*SUPPLIED TEXT*
########
Buy Don Bradman Cricket 14 from Amazon

No, you haven’t missed 13 iterations of this game. That 14’s the year. Quite why the year’s relevant when the game’s named after a guy who died 13 years ago is beyond us, but there you go.

Why Don Bradman?

It’s unusual to name a game after someone other than a current player, but the Don’s name has a bit of clout. His is also the only name you’ll recognise within any of the teams, although there’s a bit of a workaround there. When you start the game, you have the option to download ‘community’ players and teams which have supposedly been created by other users.

The downside of this is that the developers didn’t feel the need to create approximations of known players. One of our favourite aspects of these sorts of games is the chance to play as Shaun Whiston or Kelvin Petersong. Ah well. Maybe someone in the community will create them for us.

Any good?

Yes. Don Bradman Cricket 14 is the best cricket game we’ve played. It’s not perfect, but none of its flaws or bugs are so great that they undermine things and there’s much to enjoy.

We’ve put more info about the mechanics of batting and bowling on other pages to keep this review from getting too long, but suffice to say that both work pretty well – even if the former demands some rather complex manoeuvres with the controller.
########
Write the next part of the Don Bradman Cricket 14 review, picking up after its final sentence. The material after this review comes from an unrelated source.

*DATA LINES*
########
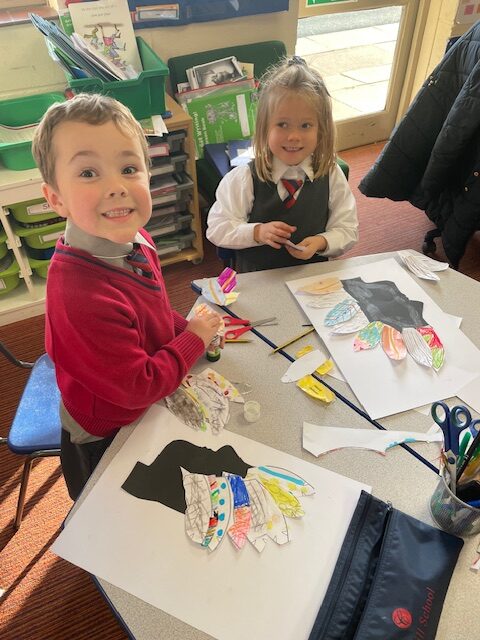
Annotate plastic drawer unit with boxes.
[155,231,195,256]
[0,251,20,296]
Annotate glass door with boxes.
########
*EXERCISE RESPONSE*
Genuinely one of the harder shots to play in this game

The balance between bat and ball

Every cricket game ever has fallen down in this regard. You might be hitting every ball for six, struggling to lay bat on ball or bowling sides out for single figure scores. When the balance is wrong, it takes you out of the moment and at best this makes the game far less absorbing; at worst, it turns it into a joke.

In Don Bradman 14, batting is harder than bowling, but not ludicrously so. It’s possible to make runs, you tend to make them at a fairly plausible rate and we reckon it could become easier should the complex controls ever become second-nature (they aren’t for us). Bowling is a bit easier, but you still have to work for your wickets, trying different things out to see what works in the conditions.

Career mode

We spent most of our review of International Cricket 2010 going on about how there should have been a career mode. Perhaps the developers of Don Bradman Cricket 14 read it, because this game has one and there are two huge, huge advantages of that.

Firstly, you don’t get bored of having to play an innings. Real batsmen play one innings and that demands rather a lot of concentration, so why should gamers have to play as all 11 batsmen?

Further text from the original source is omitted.